▶ [EXERCISE OBJECTIVE]
Where "blue" occurs in a line of the entries below, copy that line.

== == ==

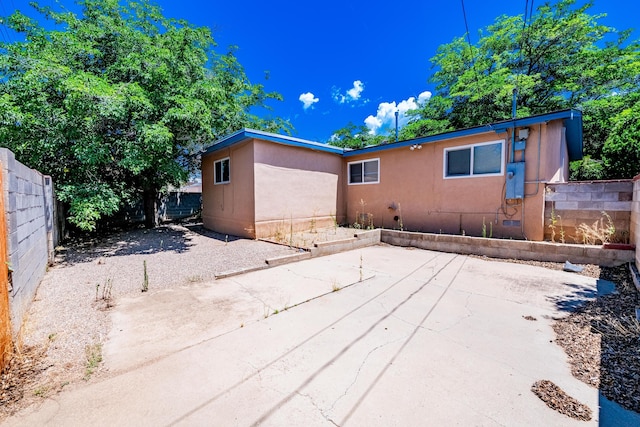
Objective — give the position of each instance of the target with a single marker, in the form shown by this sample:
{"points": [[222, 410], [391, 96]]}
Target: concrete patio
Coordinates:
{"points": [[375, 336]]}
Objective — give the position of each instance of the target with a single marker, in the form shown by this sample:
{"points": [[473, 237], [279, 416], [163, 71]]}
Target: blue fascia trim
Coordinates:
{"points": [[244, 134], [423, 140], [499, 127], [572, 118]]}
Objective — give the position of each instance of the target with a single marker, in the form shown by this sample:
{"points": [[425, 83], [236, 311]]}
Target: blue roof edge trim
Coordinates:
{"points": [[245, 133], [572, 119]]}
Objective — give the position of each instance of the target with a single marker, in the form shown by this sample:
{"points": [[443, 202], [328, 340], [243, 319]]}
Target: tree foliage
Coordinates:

== == ==

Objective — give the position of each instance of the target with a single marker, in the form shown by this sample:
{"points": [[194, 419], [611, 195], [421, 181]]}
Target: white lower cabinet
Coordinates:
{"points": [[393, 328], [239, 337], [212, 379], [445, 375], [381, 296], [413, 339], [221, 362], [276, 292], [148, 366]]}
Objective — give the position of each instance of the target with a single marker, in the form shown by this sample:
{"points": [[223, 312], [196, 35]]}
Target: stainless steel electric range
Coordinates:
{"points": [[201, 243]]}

== == ==

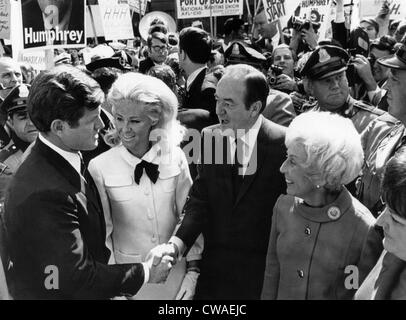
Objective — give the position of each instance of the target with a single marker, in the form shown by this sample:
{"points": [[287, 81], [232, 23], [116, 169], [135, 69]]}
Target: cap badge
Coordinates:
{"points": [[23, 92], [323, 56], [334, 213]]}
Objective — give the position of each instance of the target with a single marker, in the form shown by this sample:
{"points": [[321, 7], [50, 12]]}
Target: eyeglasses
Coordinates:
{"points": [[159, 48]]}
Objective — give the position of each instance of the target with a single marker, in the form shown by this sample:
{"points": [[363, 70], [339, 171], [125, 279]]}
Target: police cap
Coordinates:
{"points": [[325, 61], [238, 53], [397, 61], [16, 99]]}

== == ==

▶ [ANSWER TO THE EXERCISE]
Target: blue fascia trim
Target: blue roof edge trim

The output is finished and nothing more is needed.